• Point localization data
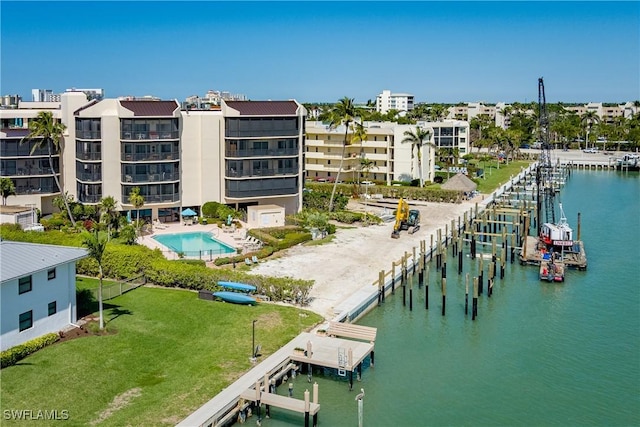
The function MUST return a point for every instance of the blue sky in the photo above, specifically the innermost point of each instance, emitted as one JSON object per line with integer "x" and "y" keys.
{"x": 322, "y": 51}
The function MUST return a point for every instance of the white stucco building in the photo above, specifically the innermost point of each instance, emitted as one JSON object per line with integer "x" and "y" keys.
{"x": 401, "y": 102}
{"x": 37, "y": 290}
{"x": 245, "y": 153}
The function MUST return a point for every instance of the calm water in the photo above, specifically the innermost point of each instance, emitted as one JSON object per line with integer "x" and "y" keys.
{"x": 539, "y": 353}
{"x": 197, "y": 243}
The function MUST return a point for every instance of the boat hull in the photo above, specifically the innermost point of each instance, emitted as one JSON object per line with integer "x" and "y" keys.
{"x": 236, "y": 286}
{"x": 235, "y": 298}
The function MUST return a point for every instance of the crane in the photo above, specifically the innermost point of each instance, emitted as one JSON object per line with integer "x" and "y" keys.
{"x": 544, "y": 174}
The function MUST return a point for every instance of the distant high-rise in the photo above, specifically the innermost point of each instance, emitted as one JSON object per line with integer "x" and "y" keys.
{"x": 43, "y": 95}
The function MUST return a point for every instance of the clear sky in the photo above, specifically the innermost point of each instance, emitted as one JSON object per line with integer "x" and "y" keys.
{"x": 322, "y": 51}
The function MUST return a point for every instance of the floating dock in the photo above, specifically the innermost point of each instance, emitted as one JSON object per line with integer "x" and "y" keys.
{"x": 575, "y": 257}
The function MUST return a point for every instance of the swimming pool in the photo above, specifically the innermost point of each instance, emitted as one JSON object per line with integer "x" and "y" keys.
{"x": 194, "y": 244}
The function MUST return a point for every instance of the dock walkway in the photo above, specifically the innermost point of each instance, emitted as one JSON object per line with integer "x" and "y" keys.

• Your task
With the pictures set aside, repeat every entry above exactly.

• Result for this exercise
The function MUST return a point for every instance of the blue sky in the photo above, specifically the innermost point of each instance, emitted as one JSON object per line with integer "x" and "y" keys.
{"x": 322, "y": 51}
The function MUST return a point for every instance of the white stucco building in the photo above, specifically the innermost point of each instance, emitted as one JSON object per line with integer "x" and "y" keys.
{"x": 401, "y": 102}
{"x": 37, "y": 290}
{"x": 245, "y": 153}
The function MUST return a point for every instance of the calm water in the photo above, specifically the innermost point of each instance, emitted as one JSON object per line with integer "x" and "y" keys.
{"x": 539, "y": 353}
{"x": 197, "y": 243}
The function MUST return a point for every instance of the boat hull in the photo above, specifically the innermost point of each instance, emitted as one JSON object per line with integer "x" and "y" keys.
{"x": 236, "y": 286}
{"x": 235, "y": 298}
The function MUST return a point for every instance of the crane in the photo above, specifically the innermost point of each instance, emitted as one JSON object per line with integer "x" and "y" keys.
{"x": 544, "y": 174}
The function MUST return a point for every instance of the distant high-rise in the photo above, specifically the innermost point of each instance, emitted as one JSON object per line with integer "x" and "y" keys.
{"x": 43, "y": 95}
The function MUST return a point for every instance of the clear sky in the photo above, specifically the innermost point of each instance, emitted as one JSON object per line with integer "x" and "y" keys.
{"x": 322, "y": 51}
The function MUST return a point for every instance of the floating dock in the photo above, specifically the innermost point of each instance, emitted as one JSON object per line with integer "x" and "y" keys.
{"x": 575, "y": 257}
The function MUST return a point for every instance of the swimming pool in the photo above, specifically the innermost point of each instance, emitted as one JSON object per line with integer "x" and "y" keys.
{"x": 194, "y": 244}
The function MUST return a point for every instance of the dock walkway in the photo above, specifically the innermost point of each instance, emitted as one JSON object per line with integer "x" and "y" keys.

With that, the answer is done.